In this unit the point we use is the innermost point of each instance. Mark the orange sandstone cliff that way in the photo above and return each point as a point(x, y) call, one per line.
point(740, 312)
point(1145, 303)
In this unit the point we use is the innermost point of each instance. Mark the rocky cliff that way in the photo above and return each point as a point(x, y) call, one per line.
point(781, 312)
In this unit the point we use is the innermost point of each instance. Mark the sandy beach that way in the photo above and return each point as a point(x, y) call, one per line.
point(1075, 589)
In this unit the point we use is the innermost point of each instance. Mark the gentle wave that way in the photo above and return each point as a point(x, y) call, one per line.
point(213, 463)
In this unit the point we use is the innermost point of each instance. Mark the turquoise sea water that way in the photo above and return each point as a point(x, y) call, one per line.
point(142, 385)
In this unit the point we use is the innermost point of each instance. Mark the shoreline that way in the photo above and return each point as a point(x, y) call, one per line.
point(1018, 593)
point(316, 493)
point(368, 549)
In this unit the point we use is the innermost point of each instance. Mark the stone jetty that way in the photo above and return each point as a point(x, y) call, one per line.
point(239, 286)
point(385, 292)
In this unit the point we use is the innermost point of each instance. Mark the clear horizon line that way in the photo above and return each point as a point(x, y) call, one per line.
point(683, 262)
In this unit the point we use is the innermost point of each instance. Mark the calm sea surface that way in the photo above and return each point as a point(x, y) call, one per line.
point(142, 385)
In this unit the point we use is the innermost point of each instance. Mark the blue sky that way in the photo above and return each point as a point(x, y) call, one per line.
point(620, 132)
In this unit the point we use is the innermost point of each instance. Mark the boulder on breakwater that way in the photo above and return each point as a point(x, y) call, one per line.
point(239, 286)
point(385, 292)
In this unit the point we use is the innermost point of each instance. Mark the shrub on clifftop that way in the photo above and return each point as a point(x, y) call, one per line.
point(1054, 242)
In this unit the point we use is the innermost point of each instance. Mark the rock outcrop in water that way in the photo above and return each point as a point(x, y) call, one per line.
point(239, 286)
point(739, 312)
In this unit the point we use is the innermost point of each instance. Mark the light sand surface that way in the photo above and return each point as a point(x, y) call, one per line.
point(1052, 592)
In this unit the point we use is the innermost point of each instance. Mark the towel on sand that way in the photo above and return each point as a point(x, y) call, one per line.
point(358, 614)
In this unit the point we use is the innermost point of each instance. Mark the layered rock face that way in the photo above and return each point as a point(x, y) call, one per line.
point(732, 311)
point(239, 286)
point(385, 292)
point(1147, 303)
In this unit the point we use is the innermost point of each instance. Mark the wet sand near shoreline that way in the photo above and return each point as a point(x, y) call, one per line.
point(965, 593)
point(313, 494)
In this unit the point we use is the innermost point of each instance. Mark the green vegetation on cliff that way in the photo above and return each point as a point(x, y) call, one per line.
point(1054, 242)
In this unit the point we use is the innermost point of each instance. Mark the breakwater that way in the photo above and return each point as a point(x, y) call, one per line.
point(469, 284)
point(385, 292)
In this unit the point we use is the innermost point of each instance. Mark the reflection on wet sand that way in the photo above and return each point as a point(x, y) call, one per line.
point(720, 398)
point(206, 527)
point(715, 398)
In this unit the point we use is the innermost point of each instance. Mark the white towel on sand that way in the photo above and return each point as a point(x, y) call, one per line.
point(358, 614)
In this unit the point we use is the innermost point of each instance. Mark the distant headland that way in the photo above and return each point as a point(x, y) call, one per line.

——

All of the data above needs to be transcribed verbatim.

In this unit the point we use is the innermost point of each instance. Mark the orange sandstone cliff that way in the photo above and return each point as a point(x, y) call, one per line.
point(740, 312)
point(1145, 303)
In this unit the point we use is the innermost point of each instance. Mark the rocky cliff that way in the photo above and return each point as a point(x, y) call, one per line.
point(781, 312)
In this unit the point we use is the innermost point of each instance. Mark the sandy beach that way in the photo above and return each point as a point(x, y) call, one per line.
point(1075, 589)
In this unit the point we use is the innermost point of each instance. Mark the gentle wave that way in the photo above and return each point as a point(x, y) call, one per line.
point(213, 463)
In this unit the point we use is the innermost point of each instance. Mark the turquoise sea water that way in the photo above and return each point as a point(x, y) call, one per line.
point(142, 385)
In this unit the point we use is the innermost point of each instance. Mark the shoreline that way in the photo above and return each point as a point(x, y) call, one per line.
point(1018, 593)
point(316, 493)
point(368, 549)
In this unit the point we use is the innermost point of each instance. Mark the stone jetty that way in the photo above and return each point as a point(x, y) call, one per line.
point(239, 286)
point(385, 292)
In this unit the point we use is the innermost point of each instance. Mark the clear horizon line that way in the photo above and return each point as a point(x, y) call, one per line.
point(683, 262)
In this unit the point we use is the innermost point of each instance. Mark the calm sea surface that way in the photo above and return each point as a point(x, y) call, one per line.
point(142, 385)
In this unit the point we use is the innermost point of each instance. Mark the blue sky that way in the photo above and return each point as a point(x, y) call, one per line.
point(620, 132)
In this unit the point we use is the innermost point of each instance. Mark the boulder on breakwater that way in the photo above and return each point as a point(x, y) call, one per line.
point(239, 286)
point(385, 292)
In this unit the point we use is the innermost point of each instance. Mark the shrub on clifftop that way in the photo above and return each point as a point(x, y) call, one per line.
point(1054, 242)
In this unit the point we use is the innermost point of each instance. Mark the rock outcrop in water that way in the photo above and return each point as a point(x, y) call, one per line.
point(239, 286)
point(739, 312)
In this unit the point we use is the innermost point of each instance. Mark the light sand surface that way in the photo above and return each point as a point(x, y) call, one per line.
point(1052, 592)
In this unit the point we use is the innermost point of each instance. Mark the towel on sand that way in the photo above and return each point as a point(x, y) call, one per line.
point(358, 614)
In this unit the point we use is the innermost point of each instance. Mark the layered rock face that way in the photo above and return each point as a point(x, y) call, one per line.
point(732, 311)
point(239, 286)
point(385, 292)
point(1147, 303)
In this unit the point we use is the innermost point of each instance. Mark the wet sand near shoreline that way in the photo above and return each point as a point(x, y) call, one per line.
point(965, 593)
point(313, 494)
In this unit the point we use is the innermost point of each instance. Mark the green vegetation on cliff that way in the photo above and return each point as a point(x, y) call, one per line.
point(1054, 242)
In this unit the point we use is the innermost point of each instance. Mark the breakwater that way in the photo above and return each point as a point(x, y) call, one per line.
point(469, 284)
point(385, 292)
In this unit the point we use is the innermost point of each instance. Mark the reflection on wet sand that way in the photo above and return each point as a point(x, y) call, one per line.
point(720, 398)
point(206, 527)
point(715, 398)
In this unit the point we use is the innermost point of each instance. Mark the white towel on sand that way in the photo above and return each point as a point(x, y) call, one per line.
point(358, 614)
In this unit the point we use is the innermost point of each instance. Mark the distant headland that way in the photo above and return each point as a point(x, y) call, one per line.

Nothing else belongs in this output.